### PROBLEM TO WORK ON
Which lines in the items below contain the word "shallow"? Pick out each one and copy it in full.

'''

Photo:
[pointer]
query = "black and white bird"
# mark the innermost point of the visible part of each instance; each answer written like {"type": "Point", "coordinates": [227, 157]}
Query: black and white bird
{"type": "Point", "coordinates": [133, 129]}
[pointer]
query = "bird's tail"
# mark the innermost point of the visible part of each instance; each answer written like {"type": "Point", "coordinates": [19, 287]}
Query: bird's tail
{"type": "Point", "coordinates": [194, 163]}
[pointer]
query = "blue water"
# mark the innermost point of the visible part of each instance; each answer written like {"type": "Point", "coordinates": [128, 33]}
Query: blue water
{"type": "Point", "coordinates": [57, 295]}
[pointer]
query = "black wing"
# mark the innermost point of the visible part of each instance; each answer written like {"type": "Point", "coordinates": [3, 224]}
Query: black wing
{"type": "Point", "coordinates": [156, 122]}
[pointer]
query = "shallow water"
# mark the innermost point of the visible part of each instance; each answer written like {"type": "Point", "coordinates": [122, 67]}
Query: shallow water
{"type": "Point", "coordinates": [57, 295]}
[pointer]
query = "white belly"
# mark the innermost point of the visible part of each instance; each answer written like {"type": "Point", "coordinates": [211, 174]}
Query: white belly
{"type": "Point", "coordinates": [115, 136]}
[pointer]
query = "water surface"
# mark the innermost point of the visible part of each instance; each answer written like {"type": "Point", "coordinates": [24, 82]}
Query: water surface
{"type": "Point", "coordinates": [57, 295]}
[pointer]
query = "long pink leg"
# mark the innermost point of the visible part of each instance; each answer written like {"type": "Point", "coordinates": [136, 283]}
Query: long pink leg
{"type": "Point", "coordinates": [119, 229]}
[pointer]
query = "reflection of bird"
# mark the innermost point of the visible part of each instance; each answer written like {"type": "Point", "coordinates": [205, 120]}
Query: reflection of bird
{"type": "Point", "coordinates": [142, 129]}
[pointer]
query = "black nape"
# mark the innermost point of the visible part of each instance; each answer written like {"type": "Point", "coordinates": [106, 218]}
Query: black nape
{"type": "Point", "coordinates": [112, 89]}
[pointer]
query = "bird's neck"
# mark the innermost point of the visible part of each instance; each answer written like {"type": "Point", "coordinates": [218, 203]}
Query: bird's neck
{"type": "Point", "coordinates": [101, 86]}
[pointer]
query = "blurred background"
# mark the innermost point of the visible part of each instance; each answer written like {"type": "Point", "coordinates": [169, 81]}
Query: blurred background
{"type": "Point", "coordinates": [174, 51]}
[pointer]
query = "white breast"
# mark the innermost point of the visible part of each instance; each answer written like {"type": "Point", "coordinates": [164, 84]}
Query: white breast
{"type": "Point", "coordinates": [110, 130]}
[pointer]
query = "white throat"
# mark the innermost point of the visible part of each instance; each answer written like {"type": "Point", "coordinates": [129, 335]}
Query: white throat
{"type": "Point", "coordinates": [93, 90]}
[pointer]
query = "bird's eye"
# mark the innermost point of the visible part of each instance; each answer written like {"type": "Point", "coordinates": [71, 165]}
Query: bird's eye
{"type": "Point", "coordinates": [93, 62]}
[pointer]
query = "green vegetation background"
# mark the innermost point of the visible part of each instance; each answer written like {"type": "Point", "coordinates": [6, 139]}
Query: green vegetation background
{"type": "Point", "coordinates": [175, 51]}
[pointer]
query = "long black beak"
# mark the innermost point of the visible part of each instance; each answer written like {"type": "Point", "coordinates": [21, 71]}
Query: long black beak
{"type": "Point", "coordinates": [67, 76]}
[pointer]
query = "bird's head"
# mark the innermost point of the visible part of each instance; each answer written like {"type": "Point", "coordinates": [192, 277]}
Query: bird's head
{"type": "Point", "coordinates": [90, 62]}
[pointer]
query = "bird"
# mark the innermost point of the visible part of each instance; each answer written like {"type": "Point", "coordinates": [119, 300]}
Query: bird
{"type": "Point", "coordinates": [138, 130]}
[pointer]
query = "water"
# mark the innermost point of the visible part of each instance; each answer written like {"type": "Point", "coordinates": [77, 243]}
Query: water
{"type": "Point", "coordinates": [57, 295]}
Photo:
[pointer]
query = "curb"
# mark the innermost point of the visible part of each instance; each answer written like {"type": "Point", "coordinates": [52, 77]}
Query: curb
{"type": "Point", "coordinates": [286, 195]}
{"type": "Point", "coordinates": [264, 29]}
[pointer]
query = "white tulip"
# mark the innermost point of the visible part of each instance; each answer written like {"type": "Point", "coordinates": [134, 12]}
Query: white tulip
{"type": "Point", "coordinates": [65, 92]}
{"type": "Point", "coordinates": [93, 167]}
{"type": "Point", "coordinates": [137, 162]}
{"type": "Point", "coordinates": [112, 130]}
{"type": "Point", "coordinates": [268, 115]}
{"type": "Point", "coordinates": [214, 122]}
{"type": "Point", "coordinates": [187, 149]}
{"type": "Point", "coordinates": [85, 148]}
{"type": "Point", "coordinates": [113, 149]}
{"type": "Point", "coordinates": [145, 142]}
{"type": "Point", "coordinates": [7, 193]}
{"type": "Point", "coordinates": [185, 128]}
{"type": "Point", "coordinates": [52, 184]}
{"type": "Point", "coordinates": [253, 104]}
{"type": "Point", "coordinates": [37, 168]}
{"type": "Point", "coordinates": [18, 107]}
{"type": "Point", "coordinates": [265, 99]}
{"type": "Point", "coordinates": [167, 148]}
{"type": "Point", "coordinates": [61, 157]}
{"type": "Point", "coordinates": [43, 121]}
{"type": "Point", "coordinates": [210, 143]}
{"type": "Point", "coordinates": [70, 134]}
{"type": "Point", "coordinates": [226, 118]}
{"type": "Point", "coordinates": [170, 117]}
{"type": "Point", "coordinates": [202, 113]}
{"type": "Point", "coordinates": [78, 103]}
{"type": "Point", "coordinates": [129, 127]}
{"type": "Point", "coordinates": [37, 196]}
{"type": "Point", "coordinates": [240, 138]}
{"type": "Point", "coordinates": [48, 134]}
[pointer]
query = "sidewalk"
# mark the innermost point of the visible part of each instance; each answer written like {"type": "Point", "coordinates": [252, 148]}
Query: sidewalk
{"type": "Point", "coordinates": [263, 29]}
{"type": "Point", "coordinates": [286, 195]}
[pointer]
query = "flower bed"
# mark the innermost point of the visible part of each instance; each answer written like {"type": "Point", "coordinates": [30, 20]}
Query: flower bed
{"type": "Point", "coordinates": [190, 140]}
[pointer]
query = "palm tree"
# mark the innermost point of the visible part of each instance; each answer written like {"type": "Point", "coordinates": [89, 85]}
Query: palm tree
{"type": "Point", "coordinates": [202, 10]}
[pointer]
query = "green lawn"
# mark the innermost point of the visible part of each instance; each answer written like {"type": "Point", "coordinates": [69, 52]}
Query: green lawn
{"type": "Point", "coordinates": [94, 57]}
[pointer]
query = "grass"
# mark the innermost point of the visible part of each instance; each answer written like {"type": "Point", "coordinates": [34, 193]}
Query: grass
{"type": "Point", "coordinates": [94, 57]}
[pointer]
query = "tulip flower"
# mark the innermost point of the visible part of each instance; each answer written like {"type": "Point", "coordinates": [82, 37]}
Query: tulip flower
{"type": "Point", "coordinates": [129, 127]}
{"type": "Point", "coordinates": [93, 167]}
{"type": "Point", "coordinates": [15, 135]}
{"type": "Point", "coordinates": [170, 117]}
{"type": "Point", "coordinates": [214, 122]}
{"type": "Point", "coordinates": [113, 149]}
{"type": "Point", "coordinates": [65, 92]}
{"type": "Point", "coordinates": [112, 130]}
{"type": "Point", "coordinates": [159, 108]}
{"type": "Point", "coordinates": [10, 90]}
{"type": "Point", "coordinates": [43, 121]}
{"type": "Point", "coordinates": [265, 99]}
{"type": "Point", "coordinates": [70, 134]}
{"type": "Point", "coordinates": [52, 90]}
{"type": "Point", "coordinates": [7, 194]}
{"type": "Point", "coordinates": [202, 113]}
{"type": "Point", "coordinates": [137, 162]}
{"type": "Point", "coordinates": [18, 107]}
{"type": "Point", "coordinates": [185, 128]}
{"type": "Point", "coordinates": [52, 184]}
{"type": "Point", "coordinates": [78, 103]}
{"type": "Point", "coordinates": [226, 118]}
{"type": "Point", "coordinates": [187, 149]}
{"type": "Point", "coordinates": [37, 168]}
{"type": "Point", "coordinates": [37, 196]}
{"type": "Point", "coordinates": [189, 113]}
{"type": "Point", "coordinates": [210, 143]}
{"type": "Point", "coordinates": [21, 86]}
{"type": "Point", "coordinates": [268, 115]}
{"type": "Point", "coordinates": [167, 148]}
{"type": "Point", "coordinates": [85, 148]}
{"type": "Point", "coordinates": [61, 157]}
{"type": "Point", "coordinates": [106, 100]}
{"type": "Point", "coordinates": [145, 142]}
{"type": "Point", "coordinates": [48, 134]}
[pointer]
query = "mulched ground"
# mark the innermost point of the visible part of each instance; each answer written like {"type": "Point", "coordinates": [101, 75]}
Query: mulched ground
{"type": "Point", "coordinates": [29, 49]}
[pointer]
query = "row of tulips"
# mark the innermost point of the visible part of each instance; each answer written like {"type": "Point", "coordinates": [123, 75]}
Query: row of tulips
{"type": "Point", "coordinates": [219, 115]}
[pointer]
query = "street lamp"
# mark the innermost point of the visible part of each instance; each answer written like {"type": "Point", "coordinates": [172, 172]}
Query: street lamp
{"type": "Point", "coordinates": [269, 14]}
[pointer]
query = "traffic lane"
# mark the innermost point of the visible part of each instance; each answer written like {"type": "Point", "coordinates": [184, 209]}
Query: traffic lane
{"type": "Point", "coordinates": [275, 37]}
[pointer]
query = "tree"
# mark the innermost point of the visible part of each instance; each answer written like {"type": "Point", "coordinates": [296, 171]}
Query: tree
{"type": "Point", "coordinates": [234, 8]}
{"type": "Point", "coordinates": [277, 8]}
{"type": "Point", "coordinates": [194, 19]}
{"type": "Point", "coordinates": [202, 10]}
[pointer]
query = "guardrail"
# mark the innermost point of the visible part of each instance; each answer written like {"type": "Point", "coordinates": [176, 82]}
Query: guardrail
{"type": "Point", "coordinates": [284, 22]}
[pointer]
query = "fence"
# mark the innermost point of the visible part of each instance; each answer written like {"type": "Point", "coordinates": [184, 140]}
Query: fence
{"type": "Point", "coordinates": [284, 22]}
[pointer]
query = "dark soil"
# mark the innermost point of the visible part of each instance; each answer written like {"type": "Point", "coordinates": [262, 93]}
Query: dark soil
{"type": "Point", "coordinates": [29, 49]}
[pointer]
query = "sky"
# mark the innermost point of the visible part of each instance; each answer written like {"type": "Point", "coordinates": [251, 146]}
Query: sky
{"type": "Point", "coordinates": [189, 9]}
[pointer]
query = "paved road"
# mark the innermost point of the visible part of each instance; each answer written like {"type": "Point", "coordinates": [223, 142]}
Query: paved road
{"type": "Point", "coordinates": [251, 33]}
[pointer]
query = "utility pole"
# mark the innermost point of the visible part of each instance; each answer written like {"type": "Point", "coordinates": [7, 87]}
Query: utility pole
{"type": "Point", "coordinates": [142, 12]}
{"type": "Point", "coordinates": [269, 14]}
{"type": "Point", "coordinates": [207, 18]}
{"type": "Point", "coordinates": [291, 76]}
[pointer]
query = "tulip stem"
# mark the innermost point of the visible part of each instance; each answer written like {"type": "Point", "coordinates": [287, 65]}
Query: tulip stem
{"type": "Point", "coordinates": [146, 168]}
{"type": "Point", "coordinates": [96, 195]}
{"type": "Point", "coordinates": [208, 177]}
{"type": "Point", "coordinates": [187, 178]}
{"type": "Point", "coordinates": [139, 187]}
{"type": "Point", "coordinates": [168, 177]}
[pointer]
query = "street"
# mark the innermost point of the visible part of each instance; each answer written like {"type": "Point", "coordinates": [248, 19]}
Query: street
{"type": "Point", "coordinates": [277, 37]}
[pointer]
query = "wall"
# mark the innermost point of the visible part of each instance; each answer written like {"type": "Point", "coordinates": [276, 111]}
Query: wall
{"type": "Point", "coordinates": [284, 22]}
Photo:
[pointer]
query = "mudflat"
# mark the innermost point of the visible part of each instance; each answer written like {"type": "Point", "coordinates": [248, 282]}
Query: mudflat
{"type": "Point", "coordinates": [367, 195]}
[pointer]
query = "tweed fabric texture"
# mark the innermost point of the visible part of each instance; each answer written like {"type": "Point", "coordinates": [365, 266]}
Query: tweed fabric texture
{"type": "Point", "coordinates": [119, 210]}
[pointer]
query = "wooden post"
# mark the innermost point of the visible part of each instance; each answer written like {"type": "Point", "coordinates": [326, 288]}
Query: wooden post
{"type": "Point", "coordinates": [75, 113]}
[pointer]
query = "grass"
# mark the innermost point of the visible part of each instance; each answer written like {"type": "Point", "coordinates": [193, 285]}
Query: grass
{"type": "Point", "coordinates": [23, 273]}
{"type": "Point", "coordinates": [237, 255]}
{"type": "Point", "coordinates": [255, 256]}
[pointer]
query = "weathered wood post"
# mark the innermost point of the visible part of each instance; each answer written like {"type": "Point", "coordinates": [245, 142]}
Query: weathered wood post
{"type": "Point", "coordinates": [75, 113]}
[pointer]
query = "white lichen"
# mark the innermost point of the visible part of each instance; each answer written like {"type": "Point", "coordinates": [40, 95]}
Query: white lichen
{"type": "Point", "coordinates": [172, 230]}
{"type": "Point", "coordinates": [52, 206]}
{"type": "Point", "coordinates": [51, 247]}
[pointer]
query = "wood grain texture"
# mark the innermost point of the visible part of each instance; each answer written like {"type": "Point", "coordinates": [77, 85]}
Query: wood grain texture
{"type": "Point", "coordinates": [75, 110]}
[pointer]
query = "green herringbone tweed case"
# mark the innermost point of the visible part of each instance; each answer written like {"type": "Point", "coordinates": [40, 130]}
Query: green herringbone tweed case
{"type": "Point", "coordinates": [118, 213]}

'''

### SOLUTION TO THE EXERCISE
query = "shallow water"
Query: shallow water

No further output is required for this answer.